## Data provided
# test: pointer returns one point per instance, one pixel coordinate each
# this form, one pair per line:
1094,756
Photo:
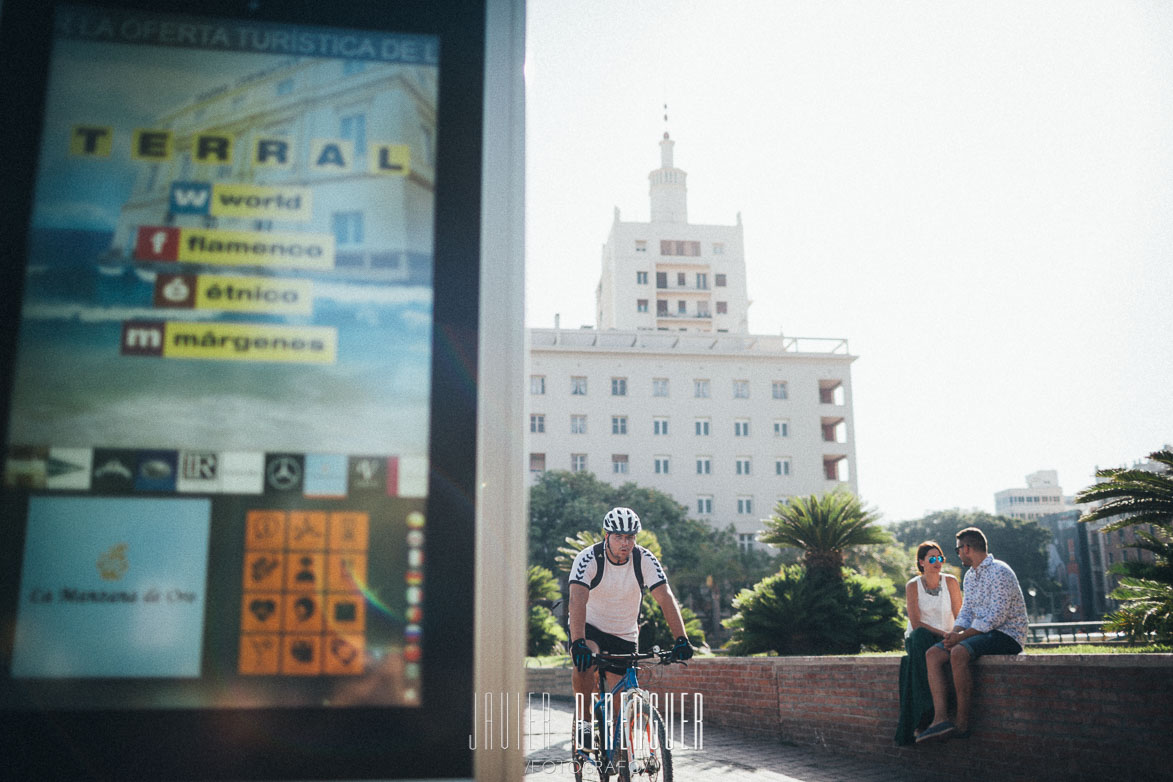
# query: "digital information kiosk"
239,300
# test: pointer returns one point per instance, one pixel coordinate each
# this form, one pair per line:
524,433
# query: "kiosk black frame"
425,741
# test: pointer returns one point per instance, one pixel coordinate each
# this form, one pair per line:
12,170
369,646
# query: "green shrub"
795,612
546,634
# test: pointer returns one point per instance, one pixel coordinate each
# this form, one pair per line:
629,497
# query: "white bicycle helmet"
623,521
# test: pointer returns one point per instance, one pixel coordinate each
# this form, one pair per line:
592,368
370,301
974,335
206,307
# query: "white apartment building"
1039,497
670,389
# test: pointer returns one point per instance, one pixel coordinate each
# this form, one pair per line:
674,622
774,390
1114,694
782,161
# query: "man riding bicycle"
607,584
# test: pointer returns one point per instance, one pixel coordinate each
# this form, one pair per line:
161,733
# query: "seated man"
992,620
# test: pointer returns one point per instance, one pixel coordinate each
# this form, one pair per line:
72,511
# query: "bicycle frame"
611,721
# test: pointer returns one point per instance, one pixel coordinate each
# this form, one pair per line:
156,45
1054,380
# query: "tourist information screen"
217,456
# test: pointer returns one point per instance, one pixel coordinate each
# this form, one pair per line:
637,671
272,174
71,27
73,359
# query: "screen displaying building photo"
218,424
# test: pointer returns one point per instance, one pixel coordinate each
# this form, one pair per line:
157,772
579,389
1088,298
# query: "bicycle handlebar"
665,658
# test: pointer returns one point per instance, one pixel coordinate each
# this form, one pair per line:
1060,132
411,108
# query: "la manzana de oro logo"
114,563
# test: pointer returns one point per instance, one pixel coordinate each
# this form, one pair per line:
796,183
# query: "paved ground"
723,754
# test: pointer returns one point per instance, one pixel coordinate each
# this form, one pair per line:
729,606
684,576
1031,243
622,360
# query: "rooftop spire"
669,191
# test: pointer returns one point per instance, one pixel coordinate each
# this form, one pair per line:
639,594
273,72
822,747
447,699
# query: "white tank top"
936,610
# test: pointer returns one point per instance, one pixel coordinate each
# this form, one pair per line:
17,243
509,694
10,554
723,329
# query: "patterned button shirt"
994,600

## Problem requirements
An exact retyping of each record, with no pictures, is the answer required.

## Exercise answer
# test: pointer returns one point per instance, one pixel coordinate each
# this form, one pair per line:
1094,756
Photo:
# query: "digital information kiosk"
239,300
# test: pointer returns one point per instance, one pixel coordinate each
# this form, one pair per line:
524,433
# query: "kiosk black frame"
425,741
# test: pointer returns one point per instance, one pixel coordinate each
# this form, one pair per line:
12,170
369,646
# query: "green shrub"
795,612
546,634
# test: pointer returns one point per instance, one pixel coordinate each
# this form, one pair per line:
629,497
# query: "white bicycle helmet"
623,521
# test: pointer returns one point per instance, one pixel coordinate each
# this form, one pair per line:
592,368
370,301
974,335
206,307
# query: "white apartment building"
1039,497
670,389
# test: pointer returns one point per instance, one pixel coordinate each
# this form, one pair per line:
674,622
774,390
1114,694
782,161
# query: "man riding bicycle"
607,584
# test: pointer returns one point per instance, one pixel coordinate each
# this form, one pair per line:
161,733
# query: "seated man"
992,620
# test: pointer returns one point per instance, one pixel coordinate each
# this form, one pair per line:
72,511
# query: "bicycle frame"
611,721
# test: pointer returns one point per instance, one pixel coordinate each
# this form, one pair per line:
156,45
1054,380
# query: "tourist information screen"
217,456
# test: pointer returns one point per instance, one pixel coordinate each
# this form, one pair per line:
637,671
272,174
71,27
73,359
# query: "screen displaying building photo"
218,424
# test: pointer returns one point per instance, one pixel coordinate each
# this form, one pair per line:
157,772
579,389
1088,298
# query: "bicycle handlebar"
665,658
# test: pointer returns one point per instance, one pixel coordinate each
# this form, one pair per line:
1060,132
411,108
# query: "la manzana de oro logo"
114,563
# test: pointer returns one point per instance, one pixel coordinate each
# this form, one pair per line:
796,183
# query: "paved ground"
723,754
# test: pointer returns one point per instance, one pixel coordinate each
# this form, one pair per line:
729,606
684,576
1031,243
622,360
# query: "rooftop spire"
669,191
# test: pointer returns one point per instance, one pixel coordinate each
# this form, one pair per line:
639,594
273,72
822,747
447,699
# query: "white tank top"
936,610
# test: pointer returns one point per instance, one pixel coordinate each
# this form, one pair per line:
17,243
509,694
10,554
723,329
# query: "patterned button shirt"
994,600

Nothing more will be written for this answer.